Supplied text:
- - - - - - -
Skip to main content

Batch Size and Minibatches in Machine Learning


Key Concepts: Minibatches, DataLoader, and the Limits of Fully Connected Networks

This document summarizes several fundamental ideas in deep learning training pipelines, including minibatch gradient descent, PyTorch’s DataLoader, model capacity, and the limitations of fully connected (dense) networks for image data. These concepts motivate the transition to convolutional neural networks (CNNs).

1. Minibatch Gradient Descent

Training with minibatches means computing gradients on a small subset of the dataset rather than the full dataset. This introduces noise, which has important benefits:

  • Efficiency: Computing gradients on the entire dataset is slow; minibatches make training fast and scalable.
  • Useful Noise: Minibatch gradients are noisy approximations. This stochasticity helps avoid local minima and supports stable convergence.
  • Learning Rate Requirements: Because minibatch gradients fluctuate, a reasonably small learning rate prevents instability.

Shuffling the dataset each epoch ensures the sequence of minibatches remains representative of the overall data distribution.

2. PyTorch DataLoader

The DataLoader automates:

  • Batching of samples
  • Shuffling each epoch
  • Iterating over data easily within training loops

A typical DataLoader setup:

train_loader = torch.utils.data.DataLoader(
    cifar2, batch_size=64, shuffle=True
)
        

Each iteration returns a minibatch of images and labels, ready for processing in the forward pass.

3. The Training Loop

Each training step consists of:

  • Forward pass
  • Loss computation
  • Zeroing gradients
  • Backward propagation
  • Optimizer step

Example batch shapes:

  • imgs: 64 × 3 × 32 × 32
  • labels: 64

After training, accuracy is measured on a separate validation set without tracking gradients.

4. Increasing Model Capacity and Overfitting

Adding more layers or larger layers increases the model’s capacity. This leads to:

  • Near-perfect training accuracy
  • Limited improvement in validation accuracy

This behavior indicates overfitting: the model memorizes the training set rather than learning generalizable patterns.

You can inspect the number of trainable parameters using p.numel(). Fully connected layers tend to produce extremely large parameter counts.

5. Why Fully Connected Networks Fail for Images

A. They Ignore Spatial Relationships

Flattening an image into a 1D vector removes the natural 2D structure. The network must learn pixel relationships independently for every location:

  • An airplane at one position must be learned separately from an airplane shifted by a few pixels.
  • The model is not translation invariant.
- - - - - - -
Entries provided:

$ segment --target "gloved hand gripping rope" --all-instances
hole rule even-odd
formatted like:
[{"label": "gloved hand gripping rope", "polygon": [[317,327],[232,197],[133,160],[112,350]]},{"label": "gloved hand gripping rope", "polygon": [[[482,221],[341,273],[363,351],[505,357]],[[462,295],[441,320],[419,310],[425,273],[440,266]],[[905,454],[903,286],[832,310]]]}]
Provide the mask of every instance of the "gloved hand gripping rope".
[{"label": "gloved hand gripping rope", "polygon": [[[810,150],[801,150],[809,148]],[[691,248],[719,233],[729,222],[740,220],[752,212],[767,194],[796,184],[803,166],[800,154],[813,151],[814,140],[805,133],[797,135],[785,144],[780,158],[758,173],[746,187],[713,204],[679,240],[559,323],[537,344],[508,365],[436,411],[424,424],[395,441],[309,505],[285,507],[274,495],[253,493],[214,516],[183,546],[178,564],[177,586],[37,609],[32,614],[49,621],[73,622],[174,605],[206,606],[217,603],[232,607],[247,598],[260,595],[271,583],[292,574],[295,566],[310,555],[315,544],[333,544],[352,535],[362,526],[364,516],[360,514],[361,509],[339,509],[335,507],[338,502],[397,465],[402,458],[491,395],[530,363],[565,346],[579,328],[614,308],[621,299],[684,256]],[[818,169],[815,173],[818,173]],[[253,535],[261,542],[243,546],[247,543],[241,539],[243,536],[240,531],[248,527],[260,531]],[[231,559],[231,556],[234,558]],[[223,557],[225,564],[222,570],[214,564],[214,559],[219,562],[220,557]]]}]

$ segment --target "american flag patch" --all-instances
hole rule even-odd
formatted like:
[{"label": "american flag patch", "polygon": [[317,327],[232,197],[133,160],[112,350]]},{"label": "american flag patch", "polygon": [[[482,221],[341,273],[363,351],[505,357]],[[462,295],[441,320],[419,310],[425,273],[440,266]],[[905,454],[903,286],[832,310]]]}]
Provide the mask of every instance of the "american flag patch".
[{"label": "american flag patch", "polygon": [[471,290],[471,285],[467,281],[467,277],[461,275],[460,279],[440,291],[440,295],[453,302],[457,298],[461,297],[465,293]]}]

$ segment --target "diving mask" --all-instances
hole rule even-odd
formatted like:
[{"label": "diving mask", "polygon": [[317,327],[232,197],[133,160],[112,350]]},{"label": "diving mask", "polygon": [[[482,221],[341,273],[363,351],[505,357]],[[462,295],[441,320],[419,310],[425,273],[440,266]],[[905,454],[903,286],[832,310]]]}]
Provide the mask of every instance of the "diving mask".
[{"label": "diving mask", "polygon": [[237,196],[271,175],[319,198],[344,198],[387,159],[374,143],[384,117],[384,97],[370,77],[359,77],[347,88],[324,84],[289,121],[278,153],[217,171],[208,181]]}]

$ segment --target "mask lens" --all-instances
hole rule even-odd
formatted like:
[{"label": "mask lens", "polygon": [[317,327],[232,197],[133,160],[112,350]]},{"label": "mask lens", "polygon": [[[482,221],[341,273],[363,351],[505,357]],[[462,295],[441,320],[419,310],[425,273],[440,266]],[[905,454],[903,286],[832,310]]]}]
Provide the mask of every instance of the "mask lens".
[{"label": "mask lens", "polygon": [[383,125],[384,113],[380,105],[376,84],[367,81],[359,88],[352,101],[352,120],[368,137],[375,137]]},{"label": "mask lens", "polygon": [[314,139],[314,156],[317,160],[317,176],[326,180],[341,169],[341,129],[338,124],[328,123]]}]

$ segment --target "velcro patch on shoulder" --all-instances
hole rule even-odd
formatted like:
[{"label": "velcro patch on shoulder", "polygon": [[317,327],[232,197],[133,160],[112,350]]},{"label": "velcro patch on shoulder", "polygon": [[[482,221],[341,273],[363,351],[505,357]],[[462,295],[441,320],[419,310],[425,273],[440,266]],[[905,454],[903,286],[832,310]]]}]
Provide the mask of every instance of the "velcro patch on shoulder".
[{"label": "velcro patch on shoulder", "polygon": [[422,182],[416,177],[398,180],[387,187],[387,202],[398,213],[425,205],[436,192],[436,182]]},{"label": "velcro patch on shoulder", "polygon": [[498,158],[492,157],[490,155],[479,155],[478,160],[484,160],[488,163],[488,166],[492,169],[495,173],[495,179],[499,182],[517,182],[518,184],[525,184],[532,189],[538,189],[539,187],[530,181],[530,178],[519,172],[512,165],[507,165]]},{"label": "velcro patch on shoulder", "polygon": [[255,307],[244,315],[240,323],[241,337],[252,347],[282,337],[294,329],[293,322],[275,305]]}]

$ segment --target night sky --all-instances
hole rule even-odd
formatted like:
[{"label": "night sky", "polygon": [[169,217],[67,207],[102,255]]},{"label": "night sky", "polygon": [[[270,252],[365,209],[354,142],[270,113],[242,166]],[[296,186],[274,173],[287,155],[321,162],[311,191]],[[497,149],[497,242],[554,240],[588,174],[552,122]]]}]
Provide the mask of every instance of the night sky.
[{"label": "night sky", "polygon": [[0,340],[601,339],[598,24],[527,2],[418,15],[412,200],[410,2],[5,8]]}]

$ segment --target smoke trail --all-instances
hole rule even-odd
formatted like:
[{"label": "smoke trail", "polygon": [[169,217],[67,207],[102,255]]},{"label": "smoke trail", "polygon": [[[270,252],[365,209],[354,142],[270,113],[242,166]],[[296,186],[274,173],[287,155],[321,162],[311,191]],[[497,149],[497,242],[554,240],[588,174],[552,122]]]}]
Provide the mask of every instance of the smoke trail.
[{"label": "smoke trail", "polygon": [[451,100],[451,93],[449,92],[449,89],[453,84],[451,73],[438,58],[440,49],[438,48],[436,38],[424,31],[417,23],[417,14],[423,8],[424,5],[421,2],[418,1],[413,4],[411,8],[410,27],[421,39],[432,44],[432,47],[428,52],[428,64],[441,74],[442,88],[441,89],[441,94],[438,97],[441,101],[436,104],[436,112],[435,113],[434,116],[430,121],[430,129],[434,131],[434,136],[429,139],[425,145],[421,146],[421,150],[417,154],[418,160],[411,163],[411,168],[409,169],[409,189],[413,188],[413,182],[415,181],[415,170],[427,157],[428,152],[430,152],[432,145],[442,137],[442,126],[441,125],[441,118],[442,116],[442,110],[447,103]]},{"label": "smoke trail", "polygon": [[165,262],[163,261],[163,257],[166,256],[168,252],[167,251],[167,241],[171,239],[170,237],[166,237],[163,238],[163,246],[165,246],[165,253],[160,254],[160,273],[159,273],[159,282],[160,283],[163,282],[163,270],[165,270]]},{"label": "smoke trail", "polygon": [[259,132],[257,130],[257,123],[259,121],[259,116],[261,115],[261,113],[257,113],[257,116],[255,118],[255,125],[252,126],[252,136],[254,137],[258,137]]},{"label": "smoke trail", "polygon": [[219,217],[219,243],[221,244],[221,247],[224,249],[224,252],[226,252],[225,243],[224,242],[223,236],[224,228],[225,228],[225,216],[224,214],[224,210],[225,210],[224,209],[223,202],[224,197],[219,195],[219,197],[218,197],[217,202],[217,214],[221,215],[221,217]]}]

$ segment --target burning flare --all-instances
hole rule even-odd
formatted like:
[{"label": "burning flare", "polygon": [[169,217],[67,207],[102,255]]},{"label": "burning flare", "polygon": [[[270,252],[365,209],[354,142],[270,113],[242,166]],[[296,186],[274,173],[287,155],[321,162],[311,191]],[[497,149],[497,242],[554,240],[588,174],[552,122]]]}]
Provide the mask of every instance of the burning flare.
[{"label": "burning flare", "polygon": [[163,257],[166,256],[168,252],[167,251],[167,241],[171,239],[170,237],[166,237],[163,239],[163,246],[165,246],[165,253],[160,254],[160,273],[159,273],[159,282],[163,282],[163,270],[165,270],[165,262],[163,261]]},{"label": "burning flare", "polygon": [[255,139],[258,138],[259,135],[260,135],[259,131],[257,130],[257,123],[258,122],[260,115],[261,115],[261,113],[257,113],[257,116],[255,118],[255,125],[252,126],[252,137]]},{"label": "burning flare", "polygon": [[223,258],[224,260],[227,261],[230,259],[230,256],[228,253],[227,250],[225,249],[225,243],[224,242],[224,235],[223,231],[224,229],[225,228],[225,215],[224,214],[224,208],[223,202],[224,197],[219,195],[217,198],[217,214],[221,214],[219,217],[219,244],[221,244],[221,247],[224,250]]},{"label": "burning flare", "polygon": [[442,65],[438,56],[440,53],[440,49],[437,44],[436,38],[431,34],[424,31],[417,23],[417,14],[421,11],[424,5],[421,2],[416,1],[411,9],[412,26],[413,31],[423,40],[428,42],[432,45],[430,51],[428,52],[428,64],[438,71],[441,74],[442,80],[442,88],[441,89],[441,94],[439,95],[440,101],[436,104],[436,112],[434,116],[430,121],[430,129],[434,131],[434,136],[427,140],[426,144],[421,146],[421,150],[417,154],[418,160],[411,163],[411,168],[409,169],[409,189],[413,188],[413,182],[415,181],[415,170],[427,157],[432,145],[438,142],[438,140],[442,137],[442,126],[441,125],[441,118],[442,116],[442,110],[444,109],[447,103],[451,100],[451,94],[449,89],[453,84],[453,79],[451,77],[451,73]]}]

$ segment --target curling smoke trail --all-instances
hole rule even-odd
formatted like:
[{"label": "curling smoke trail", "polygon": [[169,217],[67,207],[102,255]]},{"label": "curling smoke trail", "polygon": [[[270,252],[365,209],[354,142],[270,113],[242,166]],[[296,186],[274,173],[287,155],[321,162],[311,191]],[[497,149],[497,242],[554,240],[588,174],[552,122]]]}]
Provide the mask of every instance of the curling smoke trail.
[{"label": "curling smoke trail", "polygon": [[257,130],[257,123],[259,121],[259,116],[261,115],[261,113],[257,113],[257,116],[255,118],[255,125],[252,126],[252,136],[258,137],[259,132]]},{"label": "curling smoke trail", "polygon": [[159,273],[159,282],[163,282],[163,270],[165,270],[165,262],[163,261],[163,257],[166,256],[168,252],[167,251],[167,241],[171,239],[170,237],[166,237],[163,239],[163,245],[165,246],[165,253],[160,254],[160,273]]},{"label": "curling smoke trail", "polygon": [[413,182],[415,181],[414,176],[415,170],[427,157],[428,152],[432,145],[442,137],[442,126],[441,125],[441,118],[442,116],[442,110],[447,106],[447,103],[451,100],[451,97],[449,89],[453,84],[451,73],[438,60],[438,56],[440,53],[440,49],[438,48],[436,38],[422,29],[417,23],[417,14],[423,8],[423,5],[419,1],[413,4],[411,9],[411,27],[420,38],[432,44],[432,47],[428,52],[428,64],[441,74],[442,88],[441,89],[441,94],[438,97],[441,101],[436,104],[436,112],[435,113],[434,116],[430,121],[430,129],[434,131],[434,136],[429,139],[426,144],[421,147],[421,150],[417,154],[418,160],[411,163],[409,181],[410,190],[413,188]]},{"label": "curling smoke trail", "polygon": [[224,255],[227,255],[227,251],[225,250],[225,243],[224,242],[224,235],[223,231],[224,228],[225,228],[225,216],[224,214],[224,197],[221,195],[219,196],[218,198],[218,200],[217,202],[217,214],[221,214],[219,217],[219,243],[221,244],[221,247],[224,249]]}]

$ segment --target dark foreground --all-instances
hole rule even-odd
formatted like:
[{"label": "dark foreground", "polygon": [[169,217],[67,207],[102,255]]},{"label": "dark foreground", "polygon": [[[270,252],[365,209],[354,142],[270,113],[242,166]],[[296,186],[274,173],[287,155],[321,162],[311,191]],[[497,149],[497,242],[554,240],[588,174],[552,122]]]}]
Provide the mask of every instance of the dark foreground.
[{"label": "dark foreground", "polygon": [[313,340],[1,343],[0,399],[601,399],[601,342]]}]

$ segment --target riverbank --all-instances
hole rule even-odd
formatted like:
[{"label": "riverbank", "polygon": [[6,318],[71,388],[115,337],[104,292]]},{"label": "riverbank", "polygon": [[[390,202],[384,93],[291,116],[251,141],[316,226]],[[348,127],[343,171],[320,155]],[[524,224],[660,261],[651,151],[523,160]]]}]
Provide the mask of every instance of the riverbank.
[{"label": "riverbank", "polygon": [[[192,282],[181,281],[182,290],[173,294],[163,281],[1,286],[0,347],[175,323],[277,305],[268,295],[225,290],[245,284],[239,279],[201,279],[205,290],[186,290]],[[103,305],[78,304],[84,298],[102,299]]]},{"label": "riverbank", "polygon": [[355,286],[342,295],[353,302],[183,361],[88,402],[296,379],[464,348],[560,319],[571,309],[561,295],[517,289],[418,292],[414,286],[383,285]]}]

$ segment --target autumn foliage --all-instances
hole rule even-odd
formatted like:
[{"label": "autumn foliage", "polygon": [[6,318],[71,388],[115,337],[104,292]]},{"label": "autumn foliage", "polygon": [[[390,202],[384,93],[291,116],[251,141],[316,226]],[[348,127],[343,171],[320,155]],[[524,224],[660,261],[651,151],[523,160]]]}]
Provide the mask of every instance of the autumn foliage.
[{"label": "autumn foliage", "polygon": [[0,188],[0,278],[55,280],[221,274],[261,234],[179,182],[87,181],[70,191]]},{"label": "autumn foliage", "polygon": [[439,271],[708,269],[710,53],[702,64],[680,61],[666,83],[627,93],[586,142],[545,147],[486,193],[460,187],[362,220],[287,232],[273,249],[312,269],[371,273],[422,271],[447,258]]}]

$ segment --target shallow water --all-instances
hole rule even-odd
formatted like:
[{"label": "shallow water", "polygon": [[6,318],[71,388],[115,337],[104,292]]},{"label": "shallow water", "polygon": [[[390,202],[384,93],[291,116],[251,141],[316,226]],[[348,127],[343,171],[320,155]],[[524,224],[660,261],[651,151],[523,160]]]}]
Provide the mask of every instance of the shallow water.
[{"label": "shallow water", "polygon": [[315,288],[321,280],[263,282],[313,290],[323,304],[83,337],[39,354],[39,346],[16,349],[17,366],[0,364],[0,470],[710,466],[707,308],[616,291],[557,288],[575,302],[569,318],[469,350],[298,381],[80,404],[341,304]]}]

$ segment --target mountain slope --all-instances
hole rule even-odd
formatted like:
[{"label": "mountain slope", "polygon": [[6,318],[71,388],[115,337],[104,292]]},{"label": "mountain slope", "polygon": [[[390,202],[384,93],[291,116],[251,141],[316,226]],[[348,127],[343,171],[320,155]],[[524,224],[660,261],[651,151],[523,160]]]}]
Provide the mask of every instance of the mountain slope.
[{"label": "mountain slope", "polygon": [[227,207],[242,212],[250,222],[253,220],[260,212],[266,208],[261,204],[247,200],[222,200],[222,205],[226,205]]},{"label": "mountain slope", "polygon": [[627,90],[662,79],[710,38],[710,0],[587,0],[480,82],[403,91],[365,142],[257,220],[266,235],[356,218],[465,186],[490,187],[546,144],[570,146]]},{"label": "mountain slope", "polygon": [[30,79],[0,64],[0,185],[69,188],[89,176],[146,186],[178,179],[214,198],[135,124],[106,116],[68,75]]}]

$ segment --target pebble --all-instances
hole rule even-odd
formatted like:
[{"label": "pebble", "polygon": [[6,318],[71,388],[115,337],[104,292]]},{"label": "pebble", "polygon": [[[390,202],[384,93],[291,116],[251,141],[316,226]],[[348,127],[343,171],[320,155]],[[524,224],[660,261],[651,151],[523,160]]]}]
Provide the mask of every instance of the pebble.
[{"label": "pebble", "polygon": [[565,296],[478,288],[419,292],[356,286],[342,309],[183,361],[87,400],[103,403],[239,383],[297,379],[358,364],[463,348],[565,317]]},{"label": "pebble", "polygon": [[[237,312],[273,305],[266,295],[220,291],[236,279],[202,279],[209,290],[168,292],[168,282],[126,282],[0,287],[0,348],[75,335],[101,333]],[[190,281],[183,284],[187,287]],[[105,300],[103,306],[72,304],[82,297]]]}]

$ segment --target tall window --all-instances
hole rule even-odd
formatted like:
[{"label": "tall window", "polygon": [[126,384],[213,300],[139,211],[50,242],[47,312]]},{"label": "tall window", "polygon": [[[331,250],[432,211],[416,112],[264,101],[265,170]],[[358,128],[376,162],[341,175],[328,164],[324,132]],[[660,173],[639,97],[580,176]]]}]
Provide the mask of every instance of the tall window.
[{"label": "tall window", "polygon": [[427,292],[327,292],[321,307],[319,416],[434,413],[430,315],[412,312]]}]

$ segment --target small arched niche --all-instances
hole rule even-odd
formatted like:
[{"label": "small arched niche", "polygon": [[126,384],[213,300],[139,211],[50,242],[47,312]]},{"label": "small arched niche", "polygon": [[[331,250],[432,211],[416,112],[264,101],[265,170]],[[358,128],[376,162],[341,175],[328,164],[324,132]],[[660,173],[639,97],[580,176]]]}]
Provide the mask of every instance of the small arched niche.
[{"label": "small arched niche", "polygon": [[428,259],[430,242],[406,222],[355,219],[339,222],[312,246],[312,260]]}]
- - - - - - -
To be done:
1 – From the minibatch page, write out the passage starting at "After training, accuracy" and ending at "learning generalizable patterns.".
2 – Answer these questions using the minibatch page:
(a) What batch size is given in the DataLoader setup?
(b) What can be used to inspect the number of trainable parameters?
(c) What is the listed shape of imgs in the example batch?

Responses by task:
1 –
After training, accuracy is measured on a separate validation set without tracking gradients.

4. Increasing Model Capacity and Overfitting

Adding more layers or larger layers increases the model’s capacity. This leads to:

  • Near-perfect training accuracy
  • Limited improvement in validation accuracy

This behavior indicates overfitting: the model memorizes the training set rather than learning generalizable patterns.

2 –
(a) 64
(b) p.numel()
(c) 64 × 3 × 32 × 32